(TEXT SHOWN Opens)

Requirements vary dramatically by state, and not every state authorizes this role. Here’s what a few states require:
- Arizona: Six months of CNA work experience, 45 hours of classroom study, 15 hours of skills lab, 40 hours of supervised clinical practice, plus a state competency exam.
- Indiana: 1,000 hours of CNA work experience, 60 hours of classroom instruction, and 40 hours of supervised practicum.
- Colorado: 2,000 hours of CNA work experience and 10 credit hours of coursework.
- Texas: 140 total hours of additional training, including 100 hours of classroom instruction, 30 hours of skills lab, and 10 hours of clinical experience.
- Kansas: 60 hours of instruction (15 clinical) plus 10 hours of continuing education every two years.
The CMA path is worth considering if you’re working in a long-term care or assisted living facility and want higher pay and expanded duties without committing to a nursing program. It’s also a reasonable stepping stone while you save money or complete prerequisites for LPN or RN school.

(TEXT SHOWN Closes)

• **STUDY QUESTIONS**
1. In the text on CMA requirements by state, how many hours of CNA work experience does Colorado require?
2. Decide whether each statement agrees with the text on CMA requirements by state: (a) Texas requires 10 hours of clinical experience. (b) Every state authorizes the CMA role. (c) Kansas requires continuing education every year.
3. Please carry on the text on CMA requirements by state, starting after its last sentence.

(MATERIAL SUPPLIED Opens)

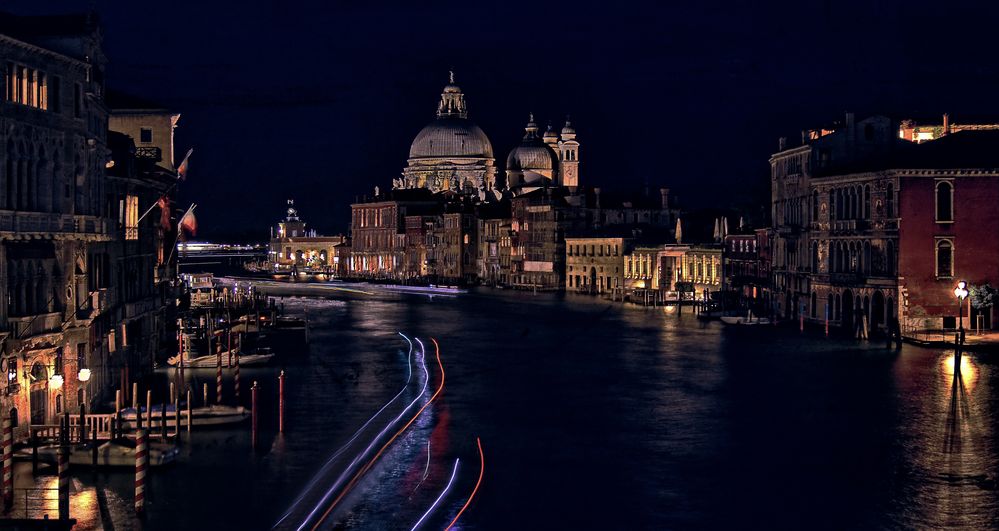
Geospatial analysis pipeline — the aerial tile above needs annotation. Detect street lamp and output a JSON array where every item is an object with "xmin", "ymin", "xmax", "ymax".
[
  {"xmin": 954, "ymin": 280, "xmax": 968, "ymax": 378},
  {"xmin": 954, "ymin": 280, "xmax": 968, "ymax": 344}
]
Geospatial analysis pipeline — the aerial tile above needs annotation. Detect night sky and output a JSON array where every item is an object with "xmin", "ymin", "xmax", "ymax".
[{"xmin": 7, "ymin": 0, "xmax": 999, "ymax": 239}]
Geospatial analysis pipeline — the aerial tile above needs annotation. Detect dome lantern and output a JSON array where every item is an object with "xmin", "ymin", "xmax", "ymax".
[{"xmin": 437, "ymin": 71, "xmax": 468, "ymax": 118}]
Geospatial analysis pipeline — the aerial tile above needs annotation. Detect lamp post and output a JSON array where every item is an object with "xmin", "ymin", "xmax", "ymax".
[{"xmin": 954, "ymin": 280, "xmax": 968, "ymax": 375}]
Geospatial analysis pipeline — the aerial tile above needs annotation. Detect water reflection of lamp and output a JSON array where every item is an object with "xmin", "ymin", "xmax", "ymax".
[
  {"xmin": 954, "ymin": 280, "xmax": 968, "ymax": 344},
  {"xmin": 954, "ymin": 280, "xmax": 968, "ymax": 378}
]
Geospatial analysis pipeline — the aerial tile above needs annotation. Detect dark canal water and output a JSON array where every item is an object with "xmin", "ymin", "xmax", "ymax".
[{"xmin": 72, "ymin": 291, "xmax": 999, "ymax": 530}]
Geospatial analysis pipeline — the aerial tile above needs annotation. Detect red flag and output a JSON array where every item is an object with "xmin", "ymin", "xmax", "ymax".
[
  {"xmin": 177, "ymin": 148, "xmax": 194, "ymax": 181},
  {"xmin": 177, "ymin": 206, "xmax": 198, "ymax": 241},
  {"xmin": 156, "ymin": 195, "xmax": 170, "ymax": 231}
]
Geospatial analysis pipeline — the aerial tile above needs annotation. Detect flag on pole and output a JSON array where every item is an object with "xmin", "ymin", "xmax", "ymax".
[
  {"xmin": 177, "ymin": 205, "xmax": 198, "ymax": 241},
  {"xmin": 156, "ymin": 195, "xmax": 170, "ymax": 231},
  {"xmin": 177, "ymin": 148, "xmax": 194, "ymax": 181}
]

(MATERIAL SUPPLIED Closes)

• **ANSWERS TO EACH TASK**
1. 2,000 hours.

2.
(a) Yes: "10 hours of clinical experience."
(b) No: "not every state authorizes this role."
(c) No: "10 hours of continuing education every two years."

3.
Patient Care Technician (PCT)
A Patient Care Technician does everything a CNA does plus additional clinical skills like phlebotomy (drawing blood), EKG monitoring, and basic lab specimen collection. PCT training programs typically include lectures, lab work, and clinical rotations covering pre- and postoperative care, anatomy, nutrition, and physiology. Many programs prepare you to sit for a national certification exam through the National Healthcareer Association.
PCTs tend to work in hospitals rather than nursing homes, which appeals to CNAs looking for a faster-paced acute care environment. The transition is relatively quick, with most certificate programs lasting a few months to a semester. If you’re a CNA who enjoys hands-on clinical work and wants to stay at the bedside rather than pursue a nursing degree, this is a practical upgrade.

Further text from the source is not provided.